_TASK REQUIREMENTS_:
Reproduce every record below word for word, leaving out the pictures.

_DATA IN THIS EXERCISE_:
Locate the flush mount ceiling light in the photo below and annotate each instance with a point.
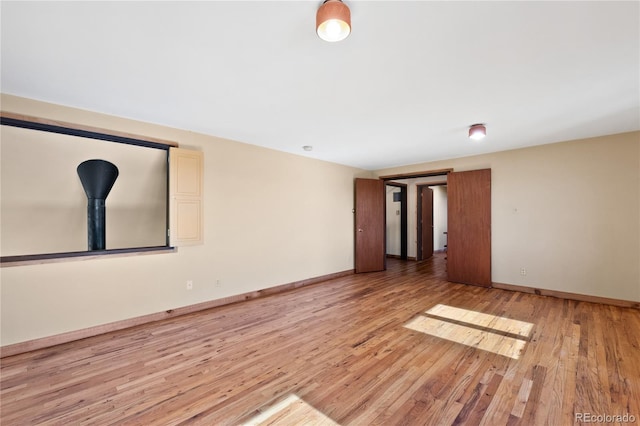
(333, 21)
(477, 131)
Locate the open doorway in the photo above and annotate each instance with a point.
(431, 219)
(396, 220)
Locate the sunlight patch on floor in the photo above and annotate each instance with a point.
(502, 336)
(291, 411)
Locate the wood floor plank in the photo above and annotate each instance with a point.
(343, 352)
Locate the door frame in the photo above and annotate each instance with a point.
(404, 216)
(419, 215)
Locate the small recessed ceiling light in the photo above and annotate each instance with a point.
(477, 131)
(333, 20)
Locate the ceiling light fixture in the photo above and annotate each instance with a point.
(333, 21)
(477, 131)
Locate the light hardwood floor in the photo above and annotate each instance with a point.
(396, 347)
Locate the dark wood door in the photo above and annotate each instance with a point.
(469, 227)
(370, 245)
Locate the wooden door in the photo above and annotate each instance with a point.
(370, 245)
(426, 219)
(469, 227)
(186, 181)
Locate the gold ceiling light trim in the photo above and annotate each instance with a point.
(477, 131)
(333, 21)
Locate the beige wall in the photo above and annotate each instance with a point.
(567, 212)
(270, 218)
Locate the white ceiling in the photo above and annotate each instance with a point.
(402, 89)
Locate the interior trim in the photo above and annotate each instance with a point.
(413, 175)
(37, 123)
(58, 339)
(37, 259)
(570, 296)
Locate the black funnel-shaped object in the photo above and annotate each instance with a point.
(97, 177)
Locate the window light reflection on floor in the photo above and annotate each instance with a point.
(500, 335)
(291, 411)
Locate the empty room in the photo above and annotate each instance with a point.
(320, 212)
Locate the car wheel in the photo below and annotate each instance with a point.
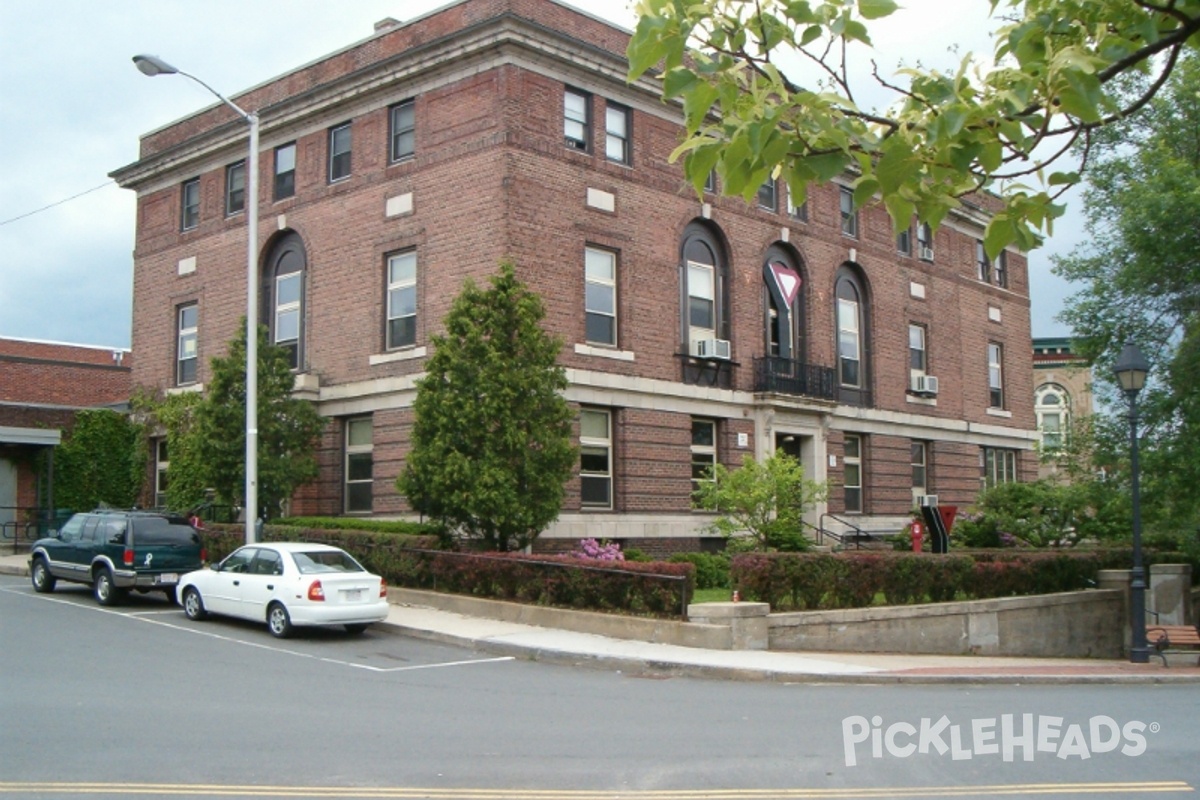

_ANSWER FOR THIS EXERCISE_:
Locate the flush mount ceiling light in the photo below and annotate each instance with a point.
(333, 21)
(477, 131)
Locate the open doorway in the photo above and annotate each instance with a point.
(431, 219)
(396, 220)
Locate the sunlight patch on floor in the photo above and annotate each instance with a point.
(502, 336)
(291, 411)
Locate the wood floor plank in the photo above and annotate each instance with a point.
(343, 352)
Locate the door frame in the photo above and annotate each instance with a point.
(404, 216)
(419, 215)
Locate the small recessed ceiling light in the photo above and annotate each instance with a point.
(477, 131)
(333, 20)
Locate the ceiling light fixture in the photo above and annotate each instance with a point.
(333, 21)
(477, 131)
Locate the light hardwood floor in the photo above and annotate each instance with a point.
(396, 347)
Locate the dark wood door in the photo above and annotate each instance with a point.
(469, 227)
(370, 245)
Locate the wooden door in the photo above and annotate each instance with a point.
(370, 245)
(426, 219)
(469, 227)
(186, 181)
Locate the gold ceiling light trim in the photo above and annotate each instance with a point.
(477, 131)
(333, 21)
Locate the beige wall in the photo above and annotate each instance with a point.
(567, 212)
(270, 218)
Locate the white ceiling in the photo above and annotate each instance with a point.
(402, 89)
Locate the interior trim in the photo above and annotate each instance with a point.
(413, 175)
(37, 123)
(58, 339)
(37, 259)
(570, 296)
Locate the black funnel-shaped object in the photo above and annotate each instance with a point.
(97, 177)
Locate the window light reflection on floor in the photo above and annotate each instance with a point.
(500, 335)
(291, 411)
Locate the empty room in the photo above and annotate each instance with a point.
(320, 212)
Locate the car wheel in the photo below and annotate each instance with a point.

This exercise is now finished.